→ **ASSIGNED TASK**
Your answer must be the data repeated exactly, with no pictures in it.

--- START ---

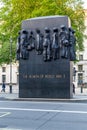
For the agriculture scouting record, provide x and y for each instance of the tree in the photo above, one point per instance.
(13, 12)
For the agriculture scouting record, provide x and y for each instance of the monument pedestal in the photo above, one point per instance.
(39, 79)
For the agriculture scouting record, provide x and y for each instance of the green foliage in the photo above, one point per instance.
(14, 11)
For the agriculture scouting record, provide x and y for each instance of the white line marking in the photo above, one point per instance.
(4, 114)
(9, 129)
(45, 110)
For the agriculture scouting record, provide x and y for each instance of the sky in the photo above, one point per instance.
(85, 3)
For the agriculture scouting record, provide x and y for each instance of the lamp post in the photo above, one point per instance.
(10, 85)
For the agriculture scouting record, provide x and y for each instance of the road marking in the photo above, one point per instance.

--- END ---

→ **RESULT FOR THIS EXERCISE**
For the agriculture scouting record, provide x and y for each instance of the tree in the photo above, one point per instance.
(13, 12)
For the agriculture scouting record, provide x and y for each instance of the monument pedestal in the photo above, one point per instance.
(39, 79)
For the agriculture scouting record, provide x and y for each instance of the green foliage in the photo above, one point per instance.
(14, 11)
For the agriculture scouting record, provide x and y for each instance of the white line marking in the photo above, one point per instance.
(4, 114)
(9, 129)
(45, 110)
For the agriculture scouting record, provide x and y for each instance of the sky in the photo above, one point per instance.
(85, 3)
For the agriculture scouting record, provide x and y for each instance of the lamp post in the photo above, one point per instance.
(10, 85)
For the agriculture scouting record, provide x and y for each instance of the road marking in the photo above, one point per instance.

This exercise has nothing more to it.